(Coordinate annotation records)
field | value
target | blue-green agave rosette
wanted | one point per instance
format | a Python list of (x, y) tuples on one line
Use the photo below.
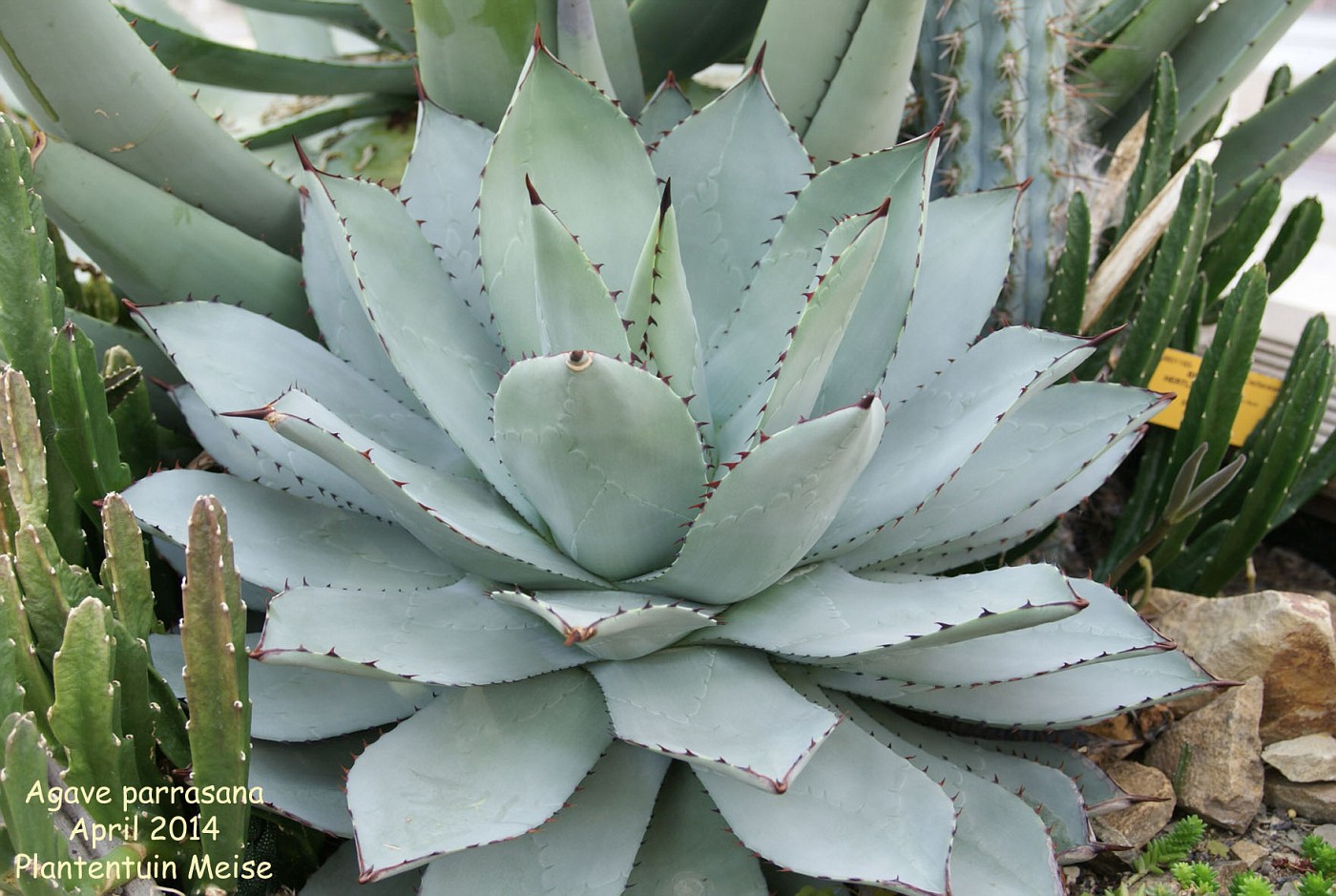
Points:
[(624, 482)]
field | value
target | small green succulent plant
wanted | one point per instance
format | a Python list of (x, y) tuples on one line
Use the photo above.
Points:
[(624, 482)]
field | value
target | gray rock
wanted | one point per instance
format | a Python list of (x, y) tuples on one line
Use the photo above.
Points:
[(1222, 780), (1311, 758)]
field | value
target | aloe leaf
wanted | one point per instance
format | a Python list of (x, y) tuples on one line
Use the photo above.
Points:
[(1025, 868), (453, 636), (304, 781), (904, 820), (461, 520), (661, 330), (240, 361), (576, 431), (1066, 425), (952, 301), (1075, 696), (1046, 789), (738, 167), (614, 625), (825, 614), (207, 62), (293, 702), (771, 508), (588, 846), (281, 538), (1169, 284), (117, 111), (441, 189), (1273, 142), (717, 708), (84, 711), (176, 250), (665, 109), (513, 753), (608, 203), (574, 307), (744, 354), (941, 425)]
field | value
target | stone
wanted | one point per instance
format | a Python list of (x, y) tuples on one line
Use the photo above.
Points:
[(1222, 779), (1311, 758), (1285, 638), (1138, 824), (1315, 800)]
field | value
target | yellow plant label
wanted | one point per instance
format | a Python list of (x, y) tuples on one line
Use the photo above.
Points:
[(1178, 370)]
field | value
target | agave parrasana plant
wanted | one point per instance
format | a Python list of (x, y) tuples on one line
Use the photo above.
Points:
[(624, 487)]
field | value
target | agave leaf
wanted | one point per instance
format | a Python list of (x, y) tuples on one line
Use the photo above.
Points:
[(461, 520), (825, 612), (441, 189), (614, 625), (238, 361), (449, 636), (771, 508), (1075, 696), (1046, 789), (574, 307), (587, 848), (281, 538), (206, 62), (744, 353), (690, 843), (298, 704), (176, 250), (607, 202), (1025, 866), (1066, 425), (474, 766), (63, 80), (717, 708), (576, 431), (738, 167), (952, 301), (304, 781), (664, 110), (938, 427), (895, 823)]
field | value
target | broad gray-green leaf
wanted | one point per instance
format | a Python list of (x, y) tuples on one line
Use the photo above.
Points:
[(448, 636), (280, 538), (441, 190), (614, 625), (771, 508), (476, 766), (176, 250), (825, 612), (931, 435), (1029, 454), (608, 200), (951, 301), (585, 849), (304, 781), (1022, 865), (458, 518), (574, 307), (895, 824), (744, 354), (737, 164), (717, 708), (298, 704), (240, 361), (607, 453), (690, 848), (1075, 696)]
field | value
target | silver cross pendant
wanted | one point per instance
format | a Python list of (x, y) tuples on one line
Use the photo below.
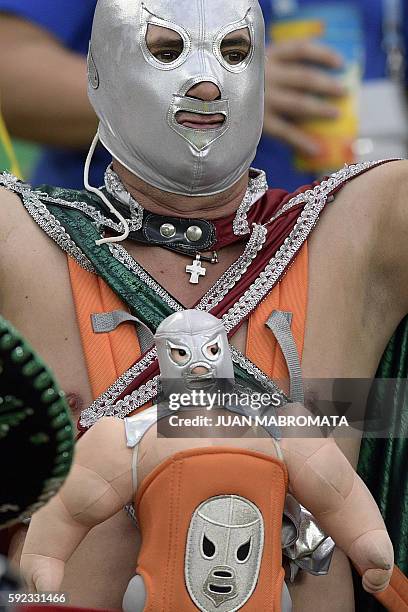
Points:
[(196, 270)]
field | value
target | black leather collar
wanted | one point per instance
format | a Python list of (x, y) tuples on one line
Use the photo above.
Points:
[(188, 236)]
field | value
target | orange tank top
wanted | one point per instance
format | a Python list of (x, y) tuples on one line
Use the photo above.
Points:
[(109, 355)]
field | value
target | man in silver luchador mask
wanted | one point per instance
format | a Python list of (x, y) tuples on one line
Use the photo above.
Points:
[(178, 88), (148, 62)]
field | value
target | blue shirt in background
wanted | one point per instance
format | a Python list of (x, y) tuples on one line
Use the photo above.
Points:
[(71, 20)]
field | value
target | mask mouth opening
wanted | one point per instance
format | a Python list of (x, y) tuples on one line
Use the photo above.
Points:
[(200, 121)]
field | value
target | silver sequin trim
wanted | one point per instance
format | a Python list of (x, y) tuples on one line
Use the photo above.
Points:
[(42, 216), (314, 200), (105, 404)]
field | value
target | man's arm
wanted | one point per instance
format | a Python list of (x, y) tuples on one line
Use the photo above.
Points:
[(43, 86), (323, 481), (99, 485), (389, 194)]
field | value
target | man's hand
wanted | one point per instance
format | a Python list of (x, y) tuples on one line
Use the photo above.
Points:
[(373, 554), (42, 573), (298, 87)]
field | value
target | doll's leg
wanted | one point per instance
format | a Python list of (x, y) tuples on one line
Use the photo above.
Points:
[(333, 592), (135, 596)]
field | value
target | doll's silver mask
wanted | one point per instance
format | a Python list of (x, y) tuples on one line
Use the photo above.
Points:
[(192, 345), (140, 95), (224, 552)]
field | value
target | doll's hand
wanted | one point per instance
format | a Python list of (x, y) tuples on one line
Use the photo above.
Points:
[(373, 554), (42, 573)]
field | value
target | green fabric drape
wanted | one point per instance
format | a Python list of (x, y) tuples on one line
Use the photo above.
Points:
[(383, 463)]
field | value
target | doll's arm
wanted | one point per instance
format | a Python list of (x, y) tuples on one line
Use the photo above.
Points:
[(98, 486), (323, 481)]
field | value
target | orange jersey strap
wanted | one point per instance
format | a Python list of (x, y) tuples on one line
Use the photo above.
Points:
[(289, 295), (107, 356)]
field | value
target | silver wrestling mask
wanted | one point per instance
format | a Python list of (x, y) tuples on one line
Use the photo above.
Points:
[(140, 95), (192, 345), (224, 551)]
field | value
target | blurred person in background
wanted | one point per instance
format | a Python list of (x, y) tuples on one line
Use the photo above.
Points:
[(305, 82), (43, 83)]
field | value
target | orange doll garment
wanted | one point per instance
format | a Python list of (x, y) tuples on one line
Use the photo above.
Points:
[(109, 355), (183, 484)]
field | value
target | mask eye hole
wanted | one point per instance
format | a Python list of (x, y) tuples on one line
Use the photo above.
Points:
[(164, 44), (212, 350), (180, 355), (236, 46), (208, 548), (244, 551)]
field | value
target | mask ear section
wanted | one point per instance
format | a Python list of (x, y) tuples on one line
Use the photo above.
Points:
[(93, 75)]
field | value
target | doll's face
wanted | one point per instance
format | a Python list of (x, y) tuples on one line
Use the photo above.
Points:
[(224, 551), (193, 346)]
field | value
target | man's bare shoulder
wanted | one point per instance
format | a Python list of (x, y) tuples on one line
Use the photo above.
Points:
[(379, 184), (24, 249), (376, 204)]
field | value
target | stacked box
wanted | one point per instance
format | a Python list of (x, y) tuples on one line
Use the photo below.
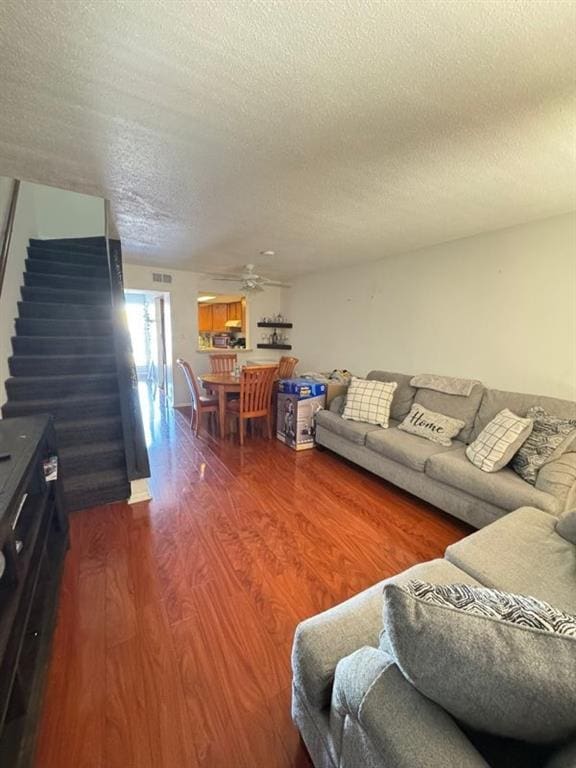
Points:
[(298, 402)]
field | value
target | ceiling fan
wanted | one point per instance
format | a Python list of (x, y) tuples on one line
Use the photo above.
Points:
[(251, 281)]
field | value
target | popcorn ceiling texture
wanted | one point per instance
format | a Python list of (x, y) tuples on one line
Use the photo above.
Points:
[(332, 131)]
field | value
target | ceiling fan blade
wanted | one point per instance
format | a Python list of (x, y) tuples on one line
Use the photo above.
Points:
[(234, 278)]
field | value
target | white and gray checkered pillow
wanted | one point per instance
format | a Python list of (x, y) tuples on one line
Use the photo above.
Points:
[(499, 441), (369, 401)]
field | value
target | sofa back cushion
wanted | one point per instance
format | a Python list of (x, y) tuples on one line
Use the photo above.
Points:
[(404, 395), (566, 526), (456, 406), (502, 663), (495, 400)]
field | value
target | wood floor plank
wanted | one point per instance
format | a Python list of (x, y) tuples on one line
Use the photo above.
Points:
[(176, 617)]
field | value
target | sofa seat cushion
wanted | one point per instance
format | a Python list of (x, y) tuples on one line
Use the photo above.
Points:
[(410, 450), (355, 431), (503, 488), (522, 553)]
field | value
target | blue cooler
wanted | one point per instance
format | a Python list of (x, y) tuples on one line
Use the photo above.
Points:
[(298, 402)]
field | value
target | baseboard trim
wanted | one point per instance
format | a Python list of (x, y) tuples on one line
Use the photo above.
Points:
[(139, 491)]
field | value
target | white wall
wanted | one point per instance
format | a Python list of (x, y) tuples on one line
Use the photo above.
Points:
[(60, 213), (24, 228), (184, 315), (500, 307)]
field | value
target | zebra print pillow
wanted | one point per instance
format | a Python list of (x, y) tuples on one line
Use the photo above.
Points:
[(491, 603), (497, 662)]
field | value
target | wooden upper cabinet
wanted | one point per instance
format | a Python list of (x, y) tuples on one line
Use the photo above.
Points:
[(204, 318), (213, 317), (235, 310), (219, 317)]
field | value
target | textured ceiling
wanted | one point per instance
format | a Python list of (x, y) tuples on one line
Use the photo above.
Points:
[(331, 131)]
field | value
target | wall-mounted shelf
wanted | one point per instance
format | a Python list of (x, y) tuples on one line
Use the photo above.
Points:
[(274, 346)]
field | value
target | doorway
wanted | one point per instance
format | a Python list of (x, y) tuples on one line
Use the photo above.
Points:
[(148, 314)]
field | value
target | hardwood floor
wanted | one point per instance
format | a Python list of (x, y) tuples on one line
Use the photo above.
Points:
[(176, 617)]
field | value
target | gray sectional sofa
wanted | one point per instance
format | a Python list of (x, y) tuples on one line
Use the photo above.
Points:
[(442, 475), (352, 704)]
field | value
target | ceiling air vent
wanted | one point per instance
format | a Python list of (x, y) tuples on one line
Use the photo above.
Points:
[(158, 277)]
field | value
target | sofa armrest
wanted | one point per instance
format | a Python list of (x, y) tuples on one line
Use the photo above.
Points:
[(558, 478), (337, 404), (321, 641), (407, 729)]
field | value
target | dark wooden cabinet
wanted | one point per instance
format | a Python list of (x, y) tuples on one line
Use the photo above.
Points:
[(33, 543)]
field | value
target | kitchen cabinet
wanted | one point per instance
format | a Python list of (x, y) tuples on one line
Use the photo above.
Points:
[(219, 317), (212, 318), (204, 318)]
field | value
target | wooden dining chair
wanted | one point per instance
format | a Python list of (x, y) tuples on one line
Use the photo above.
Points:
[(201, 404), (223, 362), (255, 401), (287, 366)]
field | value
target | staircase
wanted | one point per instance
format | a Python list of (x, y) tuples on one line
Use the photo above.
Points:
[(64, 363)]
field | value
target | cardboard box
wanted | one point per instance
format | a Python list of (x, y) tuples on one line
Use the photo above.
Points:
[(295, 424), (304, 388)]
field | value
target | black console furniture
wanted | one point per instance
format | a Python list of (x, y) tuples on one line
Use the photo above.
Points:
[(33, 543)]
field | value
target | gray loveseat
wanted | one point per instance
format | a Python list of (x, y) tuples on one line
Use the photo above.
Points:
[(353, 706), (442, 475)]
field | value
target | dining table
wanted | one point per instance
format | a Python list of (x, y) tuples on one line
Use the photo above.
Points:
[(222, 384)]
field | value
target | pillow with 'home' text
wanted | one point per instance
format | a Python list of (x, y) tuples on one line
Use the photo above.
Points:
[(433, 426)]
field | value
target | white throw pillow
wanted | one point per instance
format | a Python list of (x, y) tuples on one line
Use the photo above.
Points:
[(431, 425), (499, 441), (369, 401)]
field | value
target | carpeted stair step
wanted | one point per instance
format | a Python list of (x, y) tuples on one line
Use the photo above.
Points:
[(34, 326), (96, 244), (53, 311), (93, 457), (64, 296), (68, 408), (79, 432), (67, 269), (94, 488), (48, 387), (58, 365), (62, 256), (39, 280), (56, 346)]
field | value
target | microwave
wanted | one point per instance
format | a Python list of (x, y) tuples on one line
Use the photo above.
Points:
[(221, 340)]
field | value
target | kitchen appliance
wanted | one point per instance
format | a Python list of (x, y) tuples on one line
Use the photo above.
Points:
[(221, 340)]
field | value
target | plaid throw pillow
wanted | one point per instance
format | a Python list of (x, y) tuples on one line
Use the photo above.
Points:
[(499, 440), (369, 401)]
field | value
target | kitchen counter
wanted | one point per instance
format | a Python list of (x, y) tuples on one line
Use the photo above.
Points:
[(224, 349)]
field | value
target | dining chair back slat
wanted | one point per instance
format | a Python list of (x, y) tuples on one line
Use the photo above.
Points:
[(200, 404), (223, 362), (256, 384)]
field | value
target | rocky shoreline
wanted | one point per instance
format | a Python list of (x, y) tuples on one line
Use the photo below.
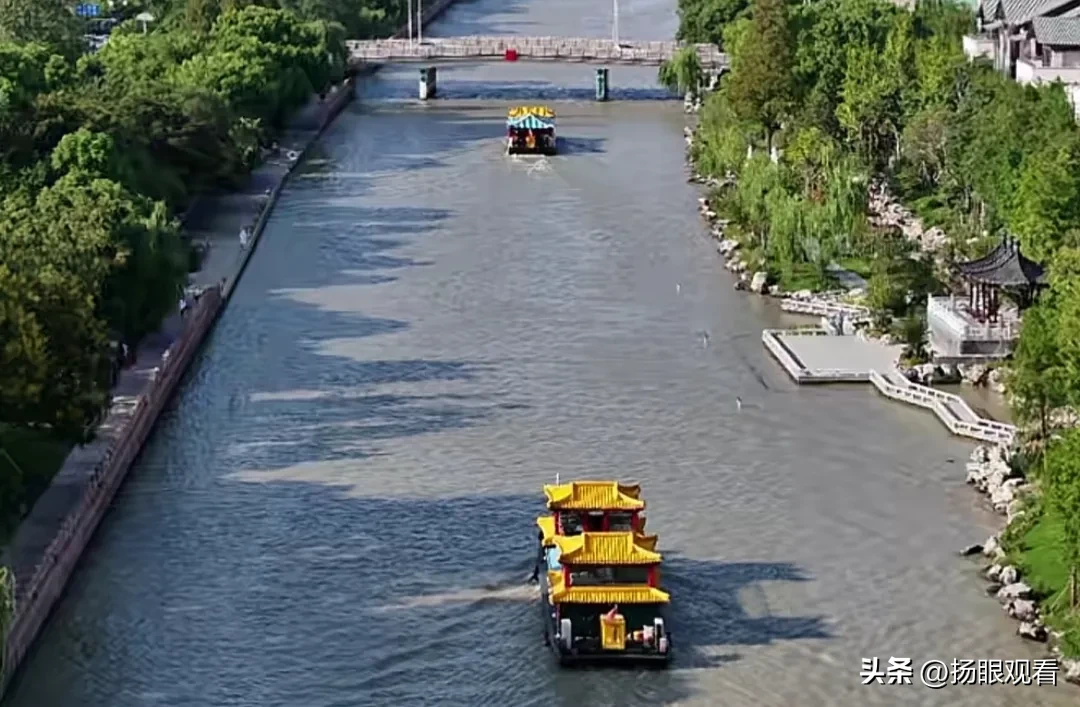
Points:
[(886, 212), (990, 470), (994, 473)]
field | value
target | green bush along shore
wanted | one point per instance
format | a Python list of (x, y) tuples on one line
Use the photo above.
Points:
[(850, 92), (98, 154)]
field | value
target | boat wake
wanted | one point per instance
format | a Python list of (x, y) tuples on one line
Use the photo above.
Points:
[(510, 593)]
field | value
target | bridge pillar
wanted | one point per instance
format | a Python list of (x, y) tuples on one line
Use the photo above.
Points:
[(427, 82), (602, 84)]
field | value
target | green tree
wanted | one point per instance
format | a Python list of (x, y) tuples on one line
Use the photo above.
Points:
[(683, 72), (874, 87), (704, 21), (1061, 484), (1045, 204), (1036, 378), (760, 86)]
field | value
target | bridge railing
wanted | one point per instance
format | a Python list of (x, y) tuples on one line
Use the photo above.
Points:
[(564, 49)]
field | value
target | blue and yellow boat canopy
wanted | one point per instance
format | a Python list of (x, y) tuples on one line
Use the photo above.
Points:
[(535, 118)]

Your instructions - How many lines in the listing above contain the string "agave"? Case matters. Reply with the number alone.

Written solution - 3